• Challenge:
Format the records below as a two-column CSV with the columns text and answer, one row per record, with each value in a single quoted field and its line breaks replaced by spaces. Cover only the stretch from the line containing "Where can you see the metal" through the line containing "<point>668,455</point>", both included.

• Data extract:
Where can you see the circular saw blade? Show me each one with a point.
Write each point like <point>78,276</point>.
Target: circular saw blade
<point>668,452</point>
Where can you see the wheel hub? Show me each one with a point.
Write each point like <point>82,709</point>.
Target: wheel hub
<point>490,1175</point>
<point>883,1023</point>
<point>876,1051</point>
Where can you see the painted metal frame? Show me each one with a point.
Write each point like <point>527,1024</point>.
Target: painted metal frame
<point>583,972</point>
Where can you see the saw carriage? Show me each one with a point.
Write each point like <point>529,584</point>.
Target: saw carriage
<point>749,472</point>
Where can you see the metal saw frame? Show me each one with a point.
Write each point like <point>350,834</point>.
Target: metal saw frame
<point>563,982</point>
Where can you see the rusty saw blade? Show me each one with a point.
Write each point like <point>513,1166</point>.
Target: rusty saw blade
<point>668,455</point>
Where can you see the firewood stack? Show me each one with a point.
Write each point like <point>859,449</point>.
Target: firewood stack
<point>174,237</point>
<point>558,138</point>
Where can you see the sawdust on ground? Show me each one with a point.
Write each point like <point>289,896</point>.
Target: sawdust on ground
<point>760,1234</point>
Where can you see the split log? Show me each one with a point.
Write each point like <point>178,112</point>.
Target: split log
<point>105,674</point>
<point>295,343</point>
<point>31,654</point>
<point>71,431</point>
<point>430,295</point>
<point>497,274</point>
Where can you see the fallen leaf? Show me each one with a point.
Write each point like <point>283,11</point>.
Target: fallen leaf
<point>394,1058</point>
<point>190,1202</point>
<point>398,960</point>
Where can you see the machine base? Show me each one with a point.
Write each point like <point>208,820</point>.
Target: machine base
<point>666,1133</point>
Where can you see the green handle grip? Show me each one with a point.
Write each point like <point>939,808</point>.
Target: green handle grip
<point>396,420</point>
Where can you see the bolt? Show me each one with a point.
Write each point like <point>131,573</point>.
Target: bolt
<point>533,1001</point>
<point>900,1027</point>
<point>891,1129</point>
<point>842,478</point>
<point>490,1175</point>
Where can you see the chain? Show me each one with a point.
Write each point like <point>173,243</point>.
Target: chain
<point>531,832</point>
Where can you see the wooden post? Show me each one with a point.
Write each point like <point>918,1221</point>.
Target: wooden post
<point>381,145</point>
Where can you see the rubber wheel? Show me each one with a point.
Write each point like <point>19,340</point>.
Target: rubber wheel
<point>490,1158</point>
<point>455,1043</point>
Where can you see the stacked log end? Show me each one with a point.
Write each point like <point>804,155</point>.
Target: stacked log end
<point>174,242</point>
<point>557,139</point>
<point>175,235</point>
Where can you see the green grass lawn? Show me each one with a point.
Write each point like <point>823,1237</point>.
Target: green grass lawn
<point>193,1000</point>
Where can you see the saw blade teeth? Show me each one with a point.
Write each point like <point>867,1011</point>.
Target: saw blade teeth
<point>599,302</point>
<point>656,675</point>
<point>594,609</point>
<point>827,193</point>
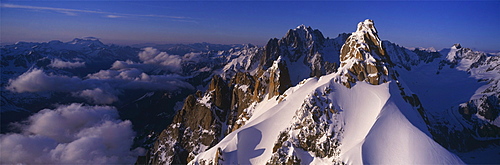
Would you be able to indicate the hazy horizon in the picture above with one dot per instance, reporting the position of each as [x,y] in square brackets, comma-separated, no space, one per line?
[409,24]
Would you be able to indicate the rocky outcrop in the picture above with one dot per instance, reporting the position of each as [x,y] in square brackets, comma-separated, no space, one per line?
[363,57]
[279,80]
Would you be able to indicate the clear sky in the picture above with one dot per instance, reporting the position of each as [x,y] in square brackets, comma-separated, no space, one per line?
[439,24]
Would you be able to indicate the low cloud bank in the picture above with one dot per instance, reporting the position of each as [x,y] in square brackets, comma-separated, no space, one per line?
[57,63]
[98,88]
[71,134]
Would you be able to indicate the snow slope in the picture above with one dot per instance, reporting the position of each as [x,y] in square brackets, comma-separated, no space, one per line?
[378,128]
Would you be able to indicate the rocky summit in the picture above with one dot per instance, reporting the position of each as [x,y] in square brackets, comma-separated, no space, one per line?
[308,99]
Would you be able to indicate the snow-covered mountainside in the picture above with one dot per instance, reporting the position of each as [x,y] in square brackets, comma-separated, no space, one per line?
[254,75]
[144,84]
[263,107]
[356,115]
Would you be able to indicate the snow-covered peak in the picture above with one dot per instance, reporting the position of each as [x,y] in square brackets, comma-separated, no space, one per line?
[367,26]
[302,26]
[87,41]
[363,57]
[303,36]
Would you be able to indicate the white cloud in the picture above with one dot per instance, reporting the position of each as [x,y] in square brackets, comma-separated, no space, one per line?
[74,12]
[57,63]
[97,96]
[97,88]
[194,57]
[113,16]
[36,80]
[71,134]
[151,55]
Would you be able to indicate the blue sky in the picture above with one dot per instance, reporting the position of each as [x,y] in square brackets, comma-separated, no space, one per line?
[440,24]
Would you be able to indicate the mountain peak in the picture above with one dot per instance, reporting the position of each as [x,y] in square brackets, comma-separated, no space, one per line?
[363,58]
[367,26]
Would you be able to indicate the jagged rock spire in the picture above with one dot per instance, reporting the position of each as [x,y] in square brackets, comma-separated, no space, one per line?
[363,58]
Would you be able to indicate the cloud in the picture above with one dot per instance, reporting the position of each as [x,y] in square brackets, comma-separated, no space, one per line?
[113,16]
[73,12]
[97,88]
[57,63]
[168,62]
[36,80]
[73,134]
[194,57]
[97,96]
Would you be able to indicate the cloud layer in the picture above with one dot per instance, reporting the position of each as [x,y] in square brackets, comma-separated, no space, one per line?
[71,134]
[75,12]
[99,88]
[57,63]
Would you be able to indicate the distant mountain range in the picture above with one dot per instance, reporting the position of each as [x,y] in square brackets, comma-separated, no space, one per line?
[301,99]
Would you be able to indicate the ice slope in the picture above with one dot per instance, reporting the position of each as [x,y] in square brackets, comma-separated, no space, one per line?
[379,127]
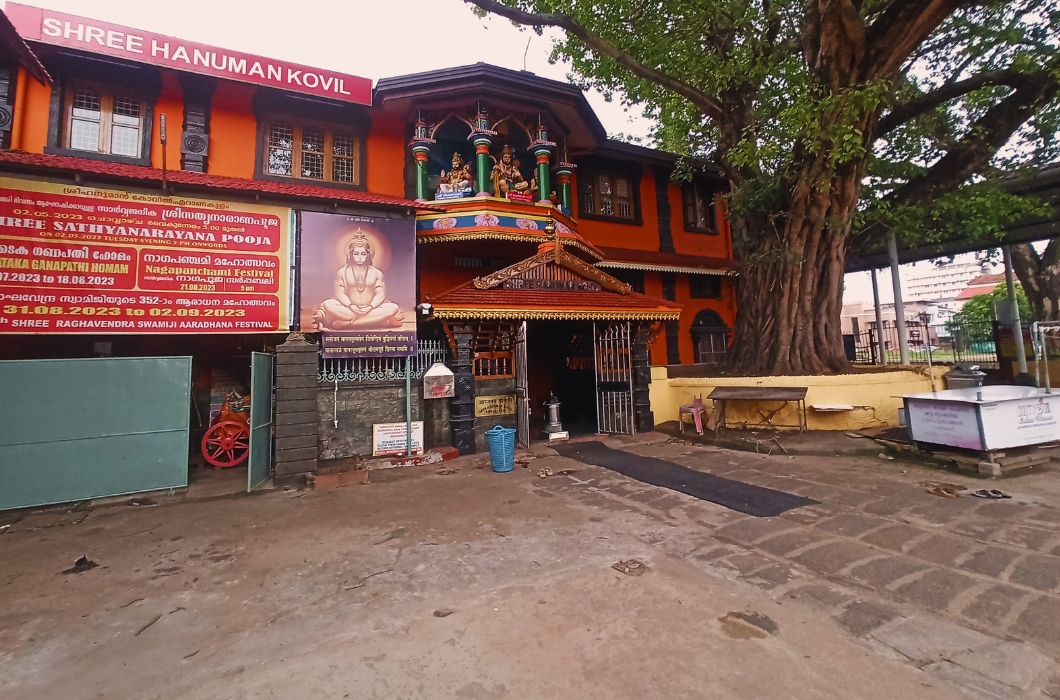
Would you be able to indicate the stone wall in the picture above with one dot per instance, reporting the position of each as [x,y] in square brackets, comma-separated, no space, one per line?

• Exercise answer:
text,answer
"Where can you see the metal saw frame? Show me each one with a point. Write each point like <point>350,834</point>. Target: metal saw frame","<point>563,982</point>"
"Where can you see the rusty saw blade? Show me each one with a point. Write each point like <point>513,1166</point>. Target: rusty saw blade","<point>668,455</point>"